-- start of Source text --

# Idle speed



## eightwt (May 11, 2017)

30 hp 2 stroke merc tends to stay at too high idle after running at speed making shifting rough, especially at the dock. Also , in neutral it will gradually increase revs and then make a little popping noise and then drops revs. Then keeps repeating the same. While flushing can hear and see pop coming from prop exhaust. Almost like it builds pressure and then spurts it out, if that makes sense. Thanks for any ideas.


----------



## yobata (Jul 14, 2015)

Have you tried adjusting the idle jet screw? Or at least making sure that both (2 cylinders I assume) are set at the same mark?

Had the same issue with my 25hp 2 stroke yamaha - I screwed them all the way down, then backed out to original manufacturer's specs of 2+- 3/4 turns and it fixed this issue for me...


----------



## Guest (Mar 26, 2019)

Sounds a little lean to me.


----------



## Finsleft258 (Oct 7, 2018)

Boatbrains said:


> Sounds a little lean to me.


^^^^^This!!!

It's lean pop. It means your carb is dirty or not tuned properly. Get it repaired, it's not good for the engine.


----------



## Dadvocate (Jun 26, 2011)

After checking what Yobata posted. Pull the fuel bowl drain screws out and see if any crap comes out besides clean fuel. My next step would be carb cleaning.


----------



## eightwt (May 11, 2017)

Boatbrains said:


> Sounds a little lean to me.





Finsleft258 said:


> It means your carb is dirty


Thanks guys. Should I try getting it richer before cleaning or clean the carb first?


----------



## Guest (Mar 27, 2019)

Yeah, try adjusting. Run motor, allow to warm up. Adjust idle pilot 1/4 turn in or out. Sound/run better? If so leave it. If it got worse, you went the wrong way so go back 1/4 plus 1/4 and see how that does. After making an adjustment give it a minute or three to stabilize before making anymore adjustments.


----------



## eightwt (May 11, 2017)

Boatbrains said:


> Yeah, try adjusting.


My part schematic shows two, one labeled Idle Needle and one named Screw Idle Speed. Which one? 
Thanks
Would love to attend maintenance gathering.
Hope the build is going well


----------



## Guest (Mar 27, 2019)

Go with idle needle.


----------



## eightwt (May 11, 2017)

Ended up adjusting the idle needle out 3/8 turn and it seems to have eliminated the sneeze and sounds somewhat smoother. Hopefully will be taking out in a few days and will see how she runs in use. Thanks again everyone, learned from your advice.


----------



## eightwt (May 11, 2017)

Ran her yesterday. No sneeze, ran smooth. Definitely could see increased oil usage from reservoir.


----------

-- end of Source text --

• Your instructions: Rewrite the passage of the idle speed thread from "My part schematic" up to and including "with idle needle.", substituting "diagram" for "schematic".

-- start of Entries shown --

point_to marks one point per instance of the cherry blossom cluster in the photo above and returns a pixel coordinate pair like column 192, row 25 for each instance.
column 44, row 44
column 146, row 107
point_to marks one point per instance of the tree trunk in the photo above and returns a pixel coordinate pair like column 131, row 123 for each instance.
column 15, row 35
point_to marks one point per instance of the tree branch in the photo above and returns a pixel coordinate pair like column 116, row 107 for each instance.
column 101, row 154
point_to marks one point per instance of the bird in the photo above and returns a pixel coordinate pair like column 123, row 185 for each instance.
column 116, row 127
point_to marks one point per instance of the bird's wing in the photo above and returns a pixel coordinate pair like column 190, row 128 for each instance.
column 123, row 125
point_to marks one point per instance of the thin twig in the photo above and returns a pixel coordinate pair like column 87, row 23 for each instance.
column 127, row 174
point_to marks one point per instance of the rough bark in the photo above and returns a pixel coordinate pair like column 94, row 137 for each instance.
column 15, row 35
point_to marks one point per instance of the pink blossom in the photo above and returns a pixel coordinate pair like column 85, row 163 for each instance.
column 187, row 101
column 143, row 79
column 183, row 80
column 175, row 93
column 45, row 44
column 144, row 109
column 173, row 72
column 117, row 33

-- end of Entries shown --

• Solution to this problem:
My part diagram shows two, one labeled Idle Needle and one named Screw Idle Speed. Which one? 
Thanks
Would love to attend maintenance gathering.
Hope the build is going well


----------



## Guest (Mar 27, 2019)

Go with idle needle.